Somewhere I have a recipe for a nutcracker pie. It’s made with saltines as the main ingredient. It also has nuts, vanilla, and probably sugar since it turns out sweet. I’ll have to find it. My oven hasn’t worked in years, but the recipe is yummy.
I have spent all day munching on something called ‘green onion pie.’ It’s fried and you dip it in chili sauce. Not mine, I get it at a local Taiwanese cafe.
I’m not much of a baker but do make oatmeal pie on occassion.
From my childhood growing up my favorites were
Rhubarb (none of those nasty strawberrys)
Rhubarb custard
Gooseberry
Green tomato
Red currant
the Gooseberries and Red currents grew by the millions all along the river and everyone in the valley would pick them for pies and jam, and Rhubarb jam is heaven on earth.
I’m embarrassed to submit this in the midst of actual accomplished pies, but I have long used the Bisquick Impoosible Pie recipe for leftovers and been delighted with the result. I think our favorite was a ham, cheddar and apple pie, or a taco pie with lots of jalapeños topped with sour cream and pico de gallo. Breakfast is often a frajita, which is another leftover solution.
I want to try the green tomato pie. Not enough recipes in this thread! Shouldn’t there be a corollary rule for these threads like the kitty/picture thread rule?
As a youngster, I once made a bacon and egg pie complete with pie crust from scratch. As I recall, my family quite liked it–and they didn’t usually like anything.
I also used to make a delicious pie out of canned roast beef hash, cheese, and eggs. I can think of no other use for canned roast beef hash, but that pie was craveworthy.
When I was little, one of the crazy old biddies in my family would make a mincemeat pie every year for the holidays. And not just, you know, here’s your pie. This fucker would have crenellations on it, like the crust was built to repel the siege of Syracuse. Fantastically huge. Now she’s long gone but I wish I had her recipe, mincemeat done well is extraordinary. You know what, I’m going to call my mom, if anyone has the recipe it would be her.
True enough. I suppose it’s just a localism that people I know restrict the use of ‘mincemeat’ to the stuff that actually has meat.
Ahh, gooseberries. Tinkertoy, my uncle used to make gooseberry pie, but he couldn’t find gooseberries in Houston in the 60’s. Dad used to pack up a bunch of cans of gooseberries to take him before we’d leave St. Louis on vacation. Funny thing is, I’ve never had gooseberry pie…my uncle didn’t make the pie till Thanksgiving and we were down there in the summertime.

Required work
A - In the pie thread, what did the dad pack up to take to the uncle in Houston before leaving St. Louis?
B - Print the portion of the pie thread from "I’m not much" to "another leftover solution.".

Data
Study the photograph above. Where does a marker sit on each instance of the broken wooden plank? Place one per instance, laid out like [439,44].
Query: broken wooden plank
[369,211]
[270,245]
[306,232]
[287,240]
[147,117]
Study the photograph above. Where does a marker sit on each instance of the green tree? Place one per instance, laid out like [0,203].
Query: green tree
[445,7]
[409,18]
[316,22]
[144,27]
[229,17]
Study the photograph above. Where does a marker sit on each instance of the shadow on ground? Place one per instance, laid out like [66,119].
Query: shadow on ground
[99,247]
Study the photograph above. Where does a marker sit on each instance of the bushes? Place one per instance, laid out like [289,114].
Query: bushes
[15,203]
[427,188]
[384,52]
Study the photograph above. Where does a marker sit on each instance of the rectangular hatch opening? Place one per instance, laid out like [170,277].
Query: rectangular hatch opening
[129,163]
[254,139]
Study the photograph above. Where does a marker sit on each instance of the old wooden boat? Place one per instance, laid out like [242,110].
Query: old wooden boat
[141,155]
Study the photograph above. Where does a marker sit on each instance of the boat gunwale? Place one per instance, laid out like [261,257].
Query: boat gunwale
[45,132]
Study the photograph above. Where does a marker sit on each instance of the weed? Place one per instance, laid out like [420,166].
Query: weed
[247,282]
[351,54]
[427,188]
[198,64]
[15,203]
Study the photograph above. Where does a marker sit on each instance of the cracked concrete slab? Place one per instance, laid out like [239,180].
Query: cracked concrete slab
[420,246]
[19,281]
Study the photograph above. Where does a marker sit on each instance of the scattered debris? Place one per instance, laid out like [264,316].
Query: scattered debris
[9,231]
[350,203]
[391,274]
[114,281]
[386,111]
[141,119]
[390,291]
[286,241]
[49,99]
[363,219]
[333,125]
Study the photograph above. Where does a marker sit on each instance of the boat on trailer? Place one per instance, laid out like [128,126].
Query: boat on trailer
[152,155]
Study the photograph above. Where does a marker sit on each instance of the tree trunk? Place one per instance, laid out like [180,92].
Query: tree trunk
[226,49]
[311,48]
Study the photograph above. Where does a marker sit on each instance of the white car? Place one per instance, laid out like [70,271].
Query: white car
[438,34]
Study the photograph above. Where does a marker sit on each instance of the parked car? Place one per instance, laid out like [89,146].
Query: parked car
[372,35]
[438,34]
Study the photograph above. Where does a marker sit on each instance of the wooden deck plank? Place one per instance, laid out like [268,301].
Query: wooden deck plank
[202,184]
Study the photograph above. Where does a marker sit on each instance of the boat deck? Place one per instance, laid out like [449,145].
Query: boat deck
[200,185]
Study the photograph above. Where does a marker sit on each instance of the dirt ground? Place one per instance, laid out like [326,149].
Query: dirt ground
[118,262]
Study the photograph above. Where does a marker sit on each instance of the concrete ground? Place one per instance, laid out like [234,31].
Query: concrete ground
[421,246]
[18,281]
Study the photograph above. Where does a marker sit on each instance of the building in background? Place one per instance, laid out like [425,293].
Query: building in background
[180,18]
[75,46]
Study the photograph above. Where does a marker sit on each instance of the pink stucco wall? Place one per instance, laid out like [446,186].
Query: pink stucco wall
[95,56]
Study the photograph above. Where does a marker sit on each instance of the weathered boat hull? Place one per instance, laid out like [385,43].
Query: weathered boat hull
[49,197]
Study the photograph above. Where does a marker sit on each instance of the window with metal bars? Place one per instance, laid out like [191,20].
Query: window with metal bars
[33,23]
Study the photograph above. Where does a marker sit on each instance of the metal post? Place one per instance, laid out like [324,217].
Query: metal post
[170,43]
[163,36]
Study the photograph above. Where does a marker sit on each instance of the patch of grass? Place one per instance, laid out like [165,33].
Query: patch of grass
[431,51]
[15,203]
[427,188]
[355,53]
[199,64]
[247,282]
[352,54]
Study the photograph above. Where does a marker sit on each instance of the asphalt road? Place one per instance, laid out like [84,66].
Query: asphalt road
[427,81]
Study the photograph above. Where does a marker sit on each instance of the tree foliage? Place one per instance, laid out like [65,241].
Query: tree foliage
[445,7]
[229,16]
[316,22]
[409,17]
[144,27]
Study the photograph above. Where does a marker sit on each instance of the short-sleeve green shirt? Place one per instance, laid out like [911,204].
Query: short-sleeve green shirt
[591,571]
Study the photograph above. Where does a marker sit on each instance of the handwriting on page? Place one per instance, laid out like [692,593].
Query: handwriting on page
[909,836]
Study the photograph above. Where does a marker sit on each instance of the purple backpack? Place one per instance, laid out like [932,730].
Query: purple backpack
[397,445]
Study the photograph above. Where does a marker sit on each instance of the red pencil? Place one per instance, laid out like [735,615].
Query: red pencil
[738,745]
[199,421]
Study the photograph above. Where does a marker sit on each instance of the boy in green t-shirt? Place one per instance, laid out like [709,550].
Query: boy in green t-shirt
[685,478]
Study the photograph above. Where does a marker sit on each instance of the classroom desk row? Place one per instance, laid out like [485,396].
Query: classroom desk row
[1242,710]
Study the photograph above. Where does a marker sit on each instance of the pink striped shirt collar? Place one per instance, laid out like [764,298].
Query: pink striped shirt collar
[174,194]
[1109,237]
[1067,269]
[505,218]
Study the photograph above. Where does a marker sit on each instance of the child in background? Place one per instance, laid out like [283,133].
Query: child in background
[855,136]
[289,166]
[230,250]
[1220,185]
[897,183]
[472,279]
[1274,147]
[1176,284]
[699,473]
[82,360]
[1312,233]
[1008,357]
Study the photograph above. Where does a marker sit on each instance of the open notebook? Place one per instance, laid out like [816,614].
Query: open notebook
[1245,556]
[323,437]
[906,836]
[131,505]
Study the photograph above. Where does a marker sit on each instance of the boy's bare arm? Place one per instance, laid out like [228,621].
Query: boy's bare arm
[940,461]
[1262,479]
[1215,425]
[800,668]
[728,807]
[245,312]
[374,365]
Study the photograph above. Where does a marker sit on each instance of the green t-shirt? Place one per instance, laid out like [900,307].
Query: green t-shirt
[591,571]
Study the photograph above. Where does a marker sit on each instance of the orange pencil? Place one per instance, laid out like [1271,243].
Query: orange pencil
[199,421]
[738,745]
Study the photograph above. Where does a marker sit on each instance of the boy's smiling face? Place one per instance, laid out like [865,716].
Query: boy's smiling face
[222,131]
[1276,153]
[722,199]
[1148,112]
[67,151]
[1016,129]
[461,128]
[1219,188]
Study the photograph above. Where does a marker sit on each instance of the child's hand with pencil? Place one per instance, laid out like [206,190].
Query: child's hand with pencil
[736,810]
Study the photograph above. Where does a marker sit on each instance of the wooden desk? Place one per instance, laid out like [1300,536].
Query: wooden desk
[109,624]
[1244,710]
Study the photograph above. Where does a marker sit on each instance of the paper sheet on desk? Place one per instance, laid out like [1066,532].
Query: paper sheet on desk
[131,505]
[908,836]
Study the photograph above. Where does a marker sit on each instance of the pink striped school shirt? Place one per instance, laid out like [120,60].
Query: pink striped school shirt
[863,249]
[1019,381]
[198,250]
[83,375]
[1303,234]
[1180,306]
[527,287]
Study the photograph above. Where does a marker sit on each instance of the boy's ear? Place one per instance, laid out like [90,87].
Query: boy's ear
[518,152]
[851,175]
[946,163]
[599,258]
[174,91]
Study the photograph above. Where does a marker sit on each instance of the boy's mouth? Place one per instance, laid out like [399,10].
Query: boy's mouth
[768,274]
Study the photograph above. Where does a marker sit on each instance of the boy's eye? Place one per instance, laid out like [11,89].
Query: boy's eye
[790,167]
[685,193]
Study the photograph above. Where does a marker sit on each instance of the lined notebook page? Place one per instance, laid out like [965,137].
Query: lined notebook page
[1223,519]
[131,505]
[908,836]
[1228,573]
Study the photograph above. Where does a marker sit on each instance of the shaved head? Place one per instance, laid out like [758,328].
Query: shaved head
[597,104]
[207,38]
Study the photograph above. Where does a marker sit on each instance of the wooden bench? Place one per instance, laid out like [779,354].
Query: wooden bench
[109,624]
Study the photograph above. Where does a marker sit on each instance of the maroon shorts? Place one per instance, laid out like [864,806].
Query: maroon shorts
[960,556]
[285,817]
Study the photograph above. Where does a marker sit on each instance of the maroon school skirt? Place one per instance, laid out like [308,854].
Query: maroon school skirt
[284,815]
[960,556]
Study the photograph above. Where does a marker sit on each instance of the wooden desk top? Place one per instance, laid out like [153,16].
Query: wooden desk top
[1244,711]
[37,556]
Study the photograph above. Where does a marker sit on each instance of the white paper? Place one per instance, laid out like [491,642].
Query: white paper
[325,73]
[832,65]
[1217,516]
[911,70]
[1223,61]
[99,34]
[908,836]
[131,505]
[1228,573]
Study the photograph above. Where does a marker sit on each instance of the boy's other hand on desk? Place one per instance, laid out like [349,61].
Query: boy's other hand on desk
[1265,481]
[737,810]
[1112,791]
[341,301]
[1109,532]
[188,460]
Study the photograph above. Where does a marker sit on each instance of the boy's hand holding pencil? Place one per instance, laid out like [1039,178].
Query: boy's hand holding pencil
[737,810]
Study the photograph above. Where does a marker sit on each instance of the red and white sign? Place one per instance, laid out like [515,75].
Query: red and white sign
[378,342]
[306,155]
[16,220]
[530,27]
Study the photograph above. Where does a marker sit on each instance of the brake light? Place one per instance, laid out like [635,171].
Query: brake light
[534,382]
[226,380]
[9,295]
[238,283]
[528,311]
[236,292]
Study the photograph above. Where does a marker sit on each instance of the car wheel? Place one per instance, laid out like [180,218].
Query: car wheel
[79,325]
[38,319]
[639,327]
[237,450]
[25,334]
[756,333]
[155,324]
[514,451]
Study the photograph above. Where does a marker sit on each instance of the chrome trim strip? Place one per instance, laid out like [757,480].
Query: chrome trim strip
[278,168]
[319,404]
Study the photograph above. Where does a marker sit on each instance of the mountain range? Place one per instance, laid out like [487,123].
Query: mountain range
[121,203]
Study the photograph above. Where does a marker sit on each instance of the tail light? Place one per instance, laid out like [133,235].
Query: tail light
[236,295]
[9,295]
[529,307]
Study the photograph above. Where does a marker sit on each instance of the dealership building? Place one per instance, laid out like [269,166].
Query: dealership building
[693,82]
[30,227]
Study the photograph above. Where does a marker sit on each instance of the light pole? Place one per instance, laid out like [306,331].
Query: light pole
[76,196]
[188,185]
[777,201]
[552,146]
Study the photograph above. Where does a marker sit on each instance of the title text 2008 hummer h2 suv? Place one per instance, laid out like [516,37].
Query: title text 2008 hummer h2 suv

Results in order
A - A bunch of cans of gooseberries.

B -
I’m not much of a baker but do make oatmeal pie on occassion.
From my childhood growing up my favorites were
Rhubarb (none of those nasty strawberrys)
Rhubarb custard
Gooseberry
Green tomato
Red currant
the Gooseberries and Red currents grew by the millions all along the river and everyone in the valley would pick them for pies and jam, and Rhubarb jam is heaven on earth.
I’m embarrassed to submit this in the midst of actual accomplished pies, but I have long used the Bisquick Impoosible Pie recipe for leftovers and been delighted with the result. I think our favorite was a ham, cheddar and apple pie, or a taco pie with lots of jalapeños topped with sour cream and pico de gallo. Breakfast is often a frajita, which is another leftover solution.